(Records)

::::::

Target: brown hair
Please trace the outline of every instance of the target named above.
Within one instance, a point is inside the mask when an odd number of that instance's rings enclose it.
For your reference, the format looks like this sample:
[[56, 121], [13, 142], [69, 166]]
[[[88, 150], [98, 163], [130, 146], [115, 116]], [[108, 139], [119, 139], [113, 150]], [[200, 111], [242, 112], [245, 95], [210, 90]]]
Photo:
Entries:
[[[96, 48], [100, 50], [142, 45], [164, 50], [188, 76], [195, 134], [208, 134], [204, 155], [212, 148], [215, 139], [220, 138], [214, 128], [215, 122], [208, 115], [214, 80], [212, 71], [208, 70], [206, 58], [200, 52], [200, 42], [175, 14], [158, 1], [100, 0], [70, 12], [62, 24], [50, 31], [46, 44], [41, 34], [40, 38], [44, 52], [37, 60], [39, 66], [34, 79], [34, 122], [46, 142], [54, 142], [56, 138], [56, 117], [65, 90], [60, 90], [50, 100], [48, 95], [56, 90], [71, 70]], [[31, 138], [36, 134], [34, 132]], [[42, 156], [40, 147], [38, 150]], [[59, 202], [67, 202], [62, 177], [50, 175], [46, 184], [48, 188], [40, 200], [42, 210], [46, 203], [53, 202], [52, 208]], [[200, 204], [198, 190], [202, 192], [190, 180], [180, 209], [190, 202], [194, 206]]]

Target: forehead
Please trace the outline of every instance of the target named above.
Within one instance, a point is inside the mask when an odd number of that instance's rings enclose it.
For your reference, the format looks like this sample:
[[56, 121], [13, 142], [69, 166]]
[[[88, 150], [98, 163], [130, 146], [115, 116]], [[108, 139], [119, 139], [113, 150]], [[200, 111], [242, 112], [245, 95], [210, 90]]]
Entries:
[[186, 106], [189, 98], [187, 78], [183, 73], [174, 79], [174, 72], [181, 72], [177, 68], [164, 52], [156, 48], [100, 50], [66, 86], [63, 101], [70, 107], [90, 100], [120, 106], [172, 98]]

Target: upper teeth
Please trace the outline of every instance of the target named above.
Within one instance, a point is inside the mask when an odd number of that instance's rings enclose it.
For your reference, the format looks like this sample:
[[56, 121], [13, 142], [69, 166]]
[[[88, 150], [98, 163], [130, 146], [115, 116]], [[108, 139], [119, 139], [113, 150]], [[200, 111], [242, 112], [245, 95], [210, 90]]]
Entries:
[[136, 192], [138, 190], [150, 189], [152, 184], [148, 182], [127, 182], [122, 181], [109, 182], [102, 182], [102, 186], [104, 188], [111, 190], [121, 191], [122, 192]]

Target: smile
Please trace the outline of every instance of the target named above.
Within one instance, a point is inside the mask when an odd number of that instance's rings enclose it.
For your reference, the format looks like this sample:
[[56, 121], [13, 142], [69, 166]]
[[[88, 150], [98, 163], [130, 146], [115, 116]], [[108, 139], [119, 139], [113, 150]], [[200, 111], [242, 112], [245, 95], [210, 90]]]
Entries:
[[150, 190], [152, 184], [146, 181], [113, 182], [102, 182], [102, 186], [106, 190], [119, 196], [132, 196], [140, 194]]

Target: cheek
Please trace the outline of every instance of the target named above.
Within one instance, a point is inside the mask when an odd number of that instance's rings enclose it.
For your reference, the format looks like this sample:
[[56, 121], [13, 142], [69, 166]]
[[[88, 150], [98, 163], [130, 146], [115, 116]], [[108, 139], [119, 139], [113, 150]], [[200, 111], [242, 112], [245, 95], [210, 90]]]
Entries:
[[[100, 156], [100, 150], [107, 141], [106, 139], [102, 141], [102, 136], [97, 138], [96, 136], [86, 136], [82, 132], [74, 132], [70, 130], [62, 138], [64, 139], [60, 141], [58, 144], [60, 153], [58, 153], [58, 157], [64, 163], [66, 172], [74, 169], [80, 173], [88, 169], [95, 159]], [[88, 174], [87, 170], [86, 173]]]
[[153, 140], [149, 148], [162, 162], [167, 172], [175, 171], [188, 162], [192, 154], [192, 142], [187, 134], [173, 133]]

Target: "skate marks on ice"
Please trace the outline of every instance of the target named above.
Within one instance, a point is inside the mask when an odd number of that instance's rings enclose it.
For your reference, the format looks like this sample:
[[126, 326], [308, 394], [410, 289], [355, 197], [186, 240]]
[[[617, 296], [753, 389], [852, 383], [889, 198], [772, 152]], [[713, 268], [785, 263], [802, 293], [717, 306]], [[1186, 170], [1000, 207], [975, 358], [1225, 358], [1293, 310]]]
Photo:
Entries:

::::::

Problem description ▸
Reproduce every one of the entries above, word for word and with nothing changed.

Response to this exercise ▸
Target: brown hair
Please trace the outline of every instance of the target named above.
Within one instance, a point is inside the mask when an odd number of that instance's rings enclose it.
For your reference, the format looks like this sample:
[[56, 121], [13, 142], [69, 166]]
[[[88, 150], [98, 163], [130, 146], [115, 116]], [[108, 139], [119, 139], [113, 150]], [[200, 111], [242, 112], [245, 95], [210, 90]]]
Photo:
Entries:
[[[96, 48], [100, 50], [142, 45], [164, 50], [188, 76], [195, 134], [208, 134], [204, 155], [212, 148], [215, 139], [220, 138], [214, 128], [215, 122], [208, 115], [214, 80], [212, 71], [208, 70], [206, 58], [200, 52], [200, 42], [175, 14], [158, 1], [100, 0], [70, 12], [62, 24], [50, 31], [46, 44], [41, 34], [40, 38], [44, 52], [37, 60], [39, 66], [34, 79], [34, 122], [46, 142], [54, 142], [56, 138], [56, 117], [65, 90], [60, 90], [50, 100], [48, 95], [56, 90], [71, 70]], [[31, 138], [36, 134], [34, 132]], [[42, 156], [40, 147], [38, 150]], [[59, 202], [67, 202], [62, 177], [50, 175], [46, 184], [48, 188], [40, 200], [42, 210], [46, 203], [53, 202], [52, 208]], [[200, 204], [198, 190], [202, 192], [190, 180], [180, 209], [190, 202], [194, 206]]]

Target: forehead
Please trace the outline of every instance of the target named above.
Within one instance, a point is inside the mask when an odd number of that instance's rings enclose it.
For your reference, the format looks like this sample:
[[56, 121], [13, 142], [69, 166]]
[[[88, 150], [98, 163], [130, 146], [115, 116]], [[108, 139], [119, 139], [113, 150]], [[200, 111], [242, 112], [245, 95], [210, 90]]]
Entries:
[[186, 106], [189, 98], [187, 78], [183, 73], [174, 79], [174, 72], [181, 72], [177, 68], [164, 52], [156, 48], [100, 50], [66, 86], [63, 101], [70, 107], [90, 100], [120, 106], [172, 98]]

Target: upper teeth
Please trace the outline of every instance of the target named above.
Within one instance, a point is inside the mask when an odd number of that instance's rings enclose it.
For your reference, the format looks like this sample:
[[56, 121], [13, 142], [69, 166]]
[[[88, 150], [98, 163], [130, 146], [115, 116]], [[108, 139], [119, 139], [113, 150]], [[200, 111], [242, 112], [245, 95], [210, 90]]]
Entries:
[[136, 192], [138, 190], [150, 189], [152, 184], [148, 182], [127, 182], [122, 181], [109, 182], [102, 182], [102, 186], [104, 188], [111, 190], [121, 191], [122, 192]]

Target: smile
Please trace the outline of every instance of the target named above.
Within one instance, a point is inside the mask when an odd number of that instance's rings enclose it.
For your reference, the format looks like this sample:
[[56, 121], [13, 142], [69, 166]]
[[[88, 150], [98, 163], [130, 146], [115, 116]], [[108, 139], [119, 139], [113, 150]], [[200, 111], [242, 112], [245, 95], [210, 90]]]
Entries:
[[150, 190], [152, 184], [146, 181], [113, 182], [102, 182], [102, 186], [106, 190], [119, 196], [132, 196], [140, 194]]

Target: cheek
Please trace the outline of every instance of the target named above.
Within one instance, a point is inside the mask when an odd number of that instance's rings enclose it.
For your reference, the format looks like this sample:
[[56, 121], [13, 142], [69, 166]]
[[[88, 150], [98, 163], [130, 146], [115, 116]], [[108, 139], [119, 139], [113, 150]], [[200, 111], [242, 112], [245, 95], [210, 90]]]
Entries:
[[[100, 156], [100, 150], [107, 141], [106, 139], [102, 141], [102, 136], [97, 138], [96, 136], [86, 136], [82, 132], [74, 132], [70, 130], [62, 138], [64, 139], [60, 141], [58, 144], [60, 153], [58, 153], [58, 157], [64, 163], [66, 172], [74, 169], [80, 173], [88, 169], [95, 159]], [[88, 174], [87, 170], [86, 173]]]
[[153, 140], [149, 148], [162, 162], [167, 172], [175, 171], [188, 162], [192, 154], [192, 142], [187, 134], [173, 133]]

Target: "skate marks on ice"
Please trace the outline of every instance of the target named above.
Within one instance, a point is inside the mask when an odd number of that instance's rings enclose it.
For your reference, the format looks like this sample:
[[126, 326], [308, 394], [410, 289], [355, 197], [186, 240]]
[[[617, 296], [753, 389], [852, 383], [889, 198], [772, 152]], [[713, 268], [785, 263], [802, 293], [717, 306]], [[1186, 170], [1000, 207], [975, 358], [1225, 358], [1293, 310]]]
Photo:
Entries:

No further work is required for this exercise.